pobres e famintos do planeta, os custos deixam de ser toleráveis para
virar perigosos, e o debate sai do campo da ciência para a moral.
Maior desafio
Do
campus ao Congresso, é comum hoje se ouvir falar em termos de “grandes
desafios”. Nenhum desafio, no entanto, é maior do que o de alimentar 9
bilhões de pessoas ou mais com quem dividiremos o planeta nas próximas
décadas.
Claro,
essas pessoas não deveriam vir à existência. Poucas décadas atrás,
“experts” estavam ganhando prêmios como supostos gênios por argumentarem
que “a batalha para alimentar a humanidade tinha terminado”, prevendo
que centenas de milhões iriam morrer e que não havia nada que pudesse
ser feito. (Pergunta: se isso é genialidade, o que seria ignorância? Não
deveriam os doadores do prêmio pedir o dinheiro de volta?)
Em vez
de fome em massa e declínio populacional, os anos seguintes trouxeram os
maiores avanços registrados na história da humanidade em termos de
qualidade de vida, segurança alimentar, redução da pobreza e expectativa
de vida.
É
preciso dar o devido peso e crédito a Deng Xiaoping por libertar o
espírito capitalista na China, mas foram figuras como o fitopatologista
Norman Borlaug e o biólogo Orville Vogel que fizeram a Revolução Verde,
movida pela moderna ciência das plantas, e que salvaram o maior número
de vidas e aplainaram o caminho para o próximo grande desafio.
Atualmente,
os sucessores daqueles cientistas fazem surgir um novo conjunto de
milagres na produção vegetal e na criação animal que podem não só
alimentar bilhões de pessoas, mas conseguem fazê-lo de uma forma muito
mais sustentável e amigável ao meio ambiente.
E apesar
dessas novas tecnologias serem realmente impressionantes, no fundo são
apenas refinamentos de técnicas brutas que vinham sendo utilizadas por
vários séculos.
Morrer de fome
Devido à
natureza enfática ou “estabelecida” da ciência, seria de se esperar uma
união de esforços para espalhar essas tecnologias que salvam vidas e
poupam o planeta, fazendo-as chegar o mais rápido possível às nações
pobres que têm tanta urgência. Em vez disso, ouvimos exigências para que
os países em desenvolvimento renunciem aos produtos que lhes oferecem a
melhor esperança de se unir ao mundo bem alimentado e afluente. Nas
palavras de um crédulo ex-presidente da Zâmbia, “preferimos morrer de
fome do que ingerir algo tóxico”. Maria Antonieta não faria declaração
melhor.
Não é
que a comunidade científica não compreenda a gravidade do problema ou as
distorções da turma do contra. Mas gente demais mantém o que sabe para
si mesma ou, quando se envolve, segue as regras do Marquês de Queensbury
diante de uma briga de rua. Dá para entender este comportamento
reticente quando se está diante de um agressivo e egoísta lobby
antitransgênico, indiferente aos fatos e rápido em perpetrar ataques ad
hominem (à pessoa, e não ao argumento).

TAREFA
Troque "gênios" por "sábios" ao escrever de novo o trecho da página, desde "Maior desafio" até "dinheiro de volta?)".

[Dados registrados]
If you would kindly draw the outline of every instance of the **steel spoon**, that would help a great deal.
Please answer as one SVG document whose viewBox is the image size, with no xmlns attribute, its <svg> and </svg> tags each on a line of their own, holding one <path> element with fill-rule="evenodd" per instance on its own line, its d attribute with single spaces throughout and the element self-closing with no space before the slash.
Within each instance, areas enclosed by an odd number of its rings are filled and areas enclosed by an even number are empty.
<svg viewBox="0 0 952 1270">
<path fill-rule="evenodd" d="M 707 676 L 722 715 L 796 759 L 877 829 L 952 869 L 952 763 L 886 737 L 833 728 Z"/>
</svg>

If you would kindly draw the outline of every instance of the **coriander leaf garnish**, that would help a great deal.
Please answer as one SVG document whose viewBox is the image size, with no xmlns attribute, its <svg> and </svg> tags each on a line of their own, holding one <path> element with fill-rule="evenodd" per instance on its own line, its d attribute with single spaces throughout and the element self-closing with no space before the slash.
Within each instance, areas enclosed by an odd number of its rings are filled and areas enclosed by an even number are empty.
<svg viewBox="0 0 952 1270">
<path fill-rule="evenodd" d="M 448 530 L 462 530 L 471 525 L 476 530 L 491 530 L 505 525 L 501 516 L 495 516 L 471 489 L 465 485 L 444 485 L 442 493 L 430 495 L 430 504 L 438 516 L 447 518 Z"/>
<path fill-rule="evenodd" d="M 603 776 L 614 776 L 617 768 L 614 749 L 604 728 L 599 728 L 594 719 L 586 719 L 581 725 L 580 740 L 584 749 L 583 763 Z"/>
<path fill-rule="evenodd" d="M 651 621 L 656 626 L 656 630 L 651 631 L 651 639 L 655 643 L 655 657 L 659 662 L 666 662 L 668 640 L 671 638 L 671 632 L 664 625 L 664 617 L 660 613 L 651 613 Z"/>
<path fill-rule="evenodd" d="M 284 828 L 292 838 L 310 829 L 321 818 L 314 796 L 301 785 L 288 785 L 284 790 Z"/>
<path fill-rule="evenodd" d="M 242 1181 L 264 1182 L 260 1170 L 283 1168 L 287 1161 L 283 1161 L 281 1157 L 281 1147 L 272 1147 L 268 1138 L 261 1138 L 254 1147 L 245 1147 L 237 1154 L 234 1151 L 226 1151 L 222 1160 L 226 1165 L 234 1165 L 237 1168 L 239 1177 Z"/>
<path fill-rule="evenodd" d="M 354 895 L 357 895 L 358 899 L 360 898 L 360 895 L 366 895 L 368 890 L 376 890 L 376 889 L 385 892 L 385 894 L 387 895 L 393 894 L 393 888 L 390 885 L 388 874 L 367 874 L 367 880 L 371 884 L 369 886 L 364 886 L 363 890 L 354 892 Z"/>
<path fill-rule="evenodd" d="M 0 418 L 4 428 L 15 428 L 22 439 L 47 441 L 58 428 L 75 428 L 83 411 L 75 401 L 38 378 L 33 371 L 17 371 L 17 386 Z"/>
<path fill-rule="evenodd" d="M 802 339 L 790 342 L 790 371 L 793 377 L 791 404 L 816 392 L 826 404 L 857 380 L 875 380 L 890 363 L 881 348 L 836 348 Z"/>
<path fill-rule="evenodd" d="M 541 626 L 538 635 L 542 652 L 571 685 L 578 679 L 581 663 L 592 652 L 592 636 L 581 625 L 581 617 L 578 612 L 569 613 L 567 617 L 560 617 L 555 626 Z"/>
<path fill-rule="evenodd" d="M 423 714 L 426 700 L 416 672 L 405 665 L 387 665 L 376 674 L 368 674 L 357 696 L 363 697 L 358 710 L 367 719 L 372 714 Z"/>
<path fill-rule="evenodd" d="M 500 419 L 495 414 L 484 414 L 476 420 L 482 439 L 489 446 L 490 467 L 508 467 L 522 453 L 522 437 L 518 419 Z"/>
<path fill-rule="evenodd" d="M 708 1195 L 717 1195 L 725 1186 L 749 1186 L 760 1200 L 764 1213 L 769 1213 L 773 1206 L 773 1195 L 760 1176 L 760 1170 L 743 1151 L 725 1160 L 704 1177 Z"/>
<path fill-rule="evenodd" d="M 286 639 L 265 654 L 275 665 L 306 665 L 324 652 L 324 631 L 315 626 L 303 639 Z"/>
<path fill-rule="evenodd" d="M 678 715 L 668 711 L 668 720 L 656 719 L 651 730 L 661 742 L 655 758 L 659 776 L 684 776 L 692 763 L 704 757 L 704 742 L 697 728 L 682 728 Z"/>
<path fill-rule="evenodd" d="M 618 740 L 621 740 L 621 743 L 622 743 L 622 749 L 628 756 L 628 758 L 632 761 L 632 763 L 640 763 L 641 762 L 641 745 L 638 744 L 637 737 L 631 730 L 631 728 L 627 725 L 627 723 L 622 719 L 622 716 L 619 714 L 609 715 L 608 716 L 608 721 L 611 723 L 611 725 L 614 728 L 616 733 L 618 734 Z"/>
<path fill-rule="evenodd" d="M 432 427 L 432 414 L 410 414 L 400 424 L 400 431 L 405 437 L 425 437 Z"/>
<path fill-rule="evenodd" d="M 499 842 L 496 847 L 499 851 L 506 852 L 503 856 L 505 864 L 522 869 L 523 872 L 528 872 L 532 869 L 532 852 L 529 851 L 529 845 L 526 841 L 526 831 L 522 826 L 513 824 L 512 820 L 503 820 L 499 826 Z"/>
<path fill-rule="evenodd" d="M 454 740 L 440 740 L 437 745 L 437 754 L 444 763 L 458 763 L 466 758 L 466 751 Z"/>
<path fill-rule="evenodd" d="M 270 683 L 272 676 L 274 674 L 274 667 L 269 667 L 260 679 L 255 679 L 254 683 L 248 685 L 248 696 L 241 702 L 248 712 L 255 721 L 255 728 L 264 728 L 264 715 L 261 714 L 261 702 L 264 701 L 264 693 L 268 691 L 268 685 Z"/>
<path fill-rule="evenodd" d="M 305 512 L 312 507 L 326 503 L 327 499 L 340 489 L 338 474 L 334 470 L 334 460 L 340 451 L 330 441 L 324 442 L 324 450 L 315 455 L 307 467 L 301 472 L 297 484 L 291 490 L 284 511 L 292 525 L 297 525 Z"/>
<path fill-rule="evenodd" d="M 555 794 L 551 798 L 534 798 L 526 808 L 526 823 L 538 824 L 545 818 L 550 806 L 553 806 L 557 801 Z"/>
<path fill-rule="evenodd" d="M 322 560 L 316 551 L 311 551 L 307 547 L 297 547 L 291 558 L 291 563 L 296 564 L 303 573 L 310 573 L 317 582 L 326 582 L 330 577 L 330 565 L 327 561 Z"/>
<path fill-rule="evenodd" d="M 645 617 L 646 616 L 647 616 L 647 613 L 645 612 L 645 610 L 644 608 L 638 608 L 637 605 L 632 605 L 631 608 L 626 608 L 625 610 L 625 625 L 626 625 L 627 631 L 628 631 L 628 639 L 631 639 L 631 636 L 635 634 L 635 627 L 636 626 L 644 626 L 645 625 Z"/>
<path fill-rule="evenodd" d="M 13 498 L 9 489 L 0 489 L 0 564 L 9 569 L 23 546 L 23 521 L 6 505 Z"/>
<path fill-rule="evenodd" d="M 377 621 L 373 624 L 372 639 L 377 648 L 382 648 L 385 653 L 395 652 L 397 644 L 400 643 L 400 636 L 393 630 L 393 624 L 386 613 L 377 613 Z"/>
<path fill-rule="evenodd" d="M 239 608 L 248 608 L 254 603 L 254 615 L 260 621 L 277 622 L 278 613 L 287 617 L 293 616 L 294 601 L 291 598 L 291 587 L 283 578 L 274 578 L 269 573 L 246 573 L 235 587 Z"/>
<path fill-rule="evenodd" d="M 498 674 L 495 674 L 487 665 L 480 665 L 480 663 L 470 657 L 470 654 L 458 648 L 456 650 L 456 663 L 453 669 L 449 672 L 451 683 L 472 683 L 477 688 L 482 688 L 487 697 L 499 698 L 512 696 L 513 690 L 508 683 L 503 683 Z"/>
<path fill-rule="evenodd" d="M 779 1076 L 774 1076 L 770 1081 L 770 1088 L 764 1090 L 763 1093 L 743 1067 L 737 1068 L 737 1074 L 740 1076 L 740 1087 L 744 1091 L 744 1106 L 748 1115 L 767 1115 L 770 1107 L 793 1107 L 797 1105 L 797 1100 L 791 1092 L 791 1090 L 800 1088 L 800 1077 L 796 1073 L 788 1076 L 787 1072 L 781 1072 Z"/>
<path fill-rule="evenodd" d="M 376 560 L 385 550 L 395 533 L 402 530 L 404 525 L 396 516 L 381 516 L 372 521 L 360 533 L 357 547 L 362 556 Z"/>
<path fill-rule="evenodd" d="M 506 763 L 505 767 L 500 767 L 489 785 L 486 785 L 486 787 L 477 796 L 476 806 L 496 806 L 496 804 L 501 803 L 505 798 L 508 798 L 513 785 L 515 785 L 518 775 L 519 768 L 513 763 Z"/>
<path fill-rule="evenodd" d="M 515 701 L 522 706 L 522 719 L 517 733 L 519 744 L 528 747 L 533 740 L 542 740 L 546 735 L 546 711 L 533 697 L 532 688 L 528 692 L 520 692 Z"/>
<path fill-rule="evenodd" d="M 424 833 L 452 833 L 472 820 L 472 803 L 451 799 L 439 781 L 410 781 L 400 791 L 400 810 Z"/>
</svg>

RESPOSTA
Maior desafio
Do
campus ao Congresso, é comum hoje se ouvir falar em termos de “grandes
desafios”. Nenhum desafio, no entanto, é maior do que o de alimentar 9
bilhões de pessoas ou mais com quem dividiremos o planeta nas próximas
décadas.
Claro,
essas pessoas não deveriam vir à existência. Poucas décadas atrás,
“experts” estavam ganhando prêmios como supostos sábios por argumentarem
que “a batalha para alimentar a humanidade tinha terminado”, prevendo
que centenas de milhões iriam morrer e que não havia nada que pudesse
ser feito. (Pergunta: se isso é genialidade, o que seria ignorância? Não
deveriam os doadores do prêmio pedir o dinheiro de volta?)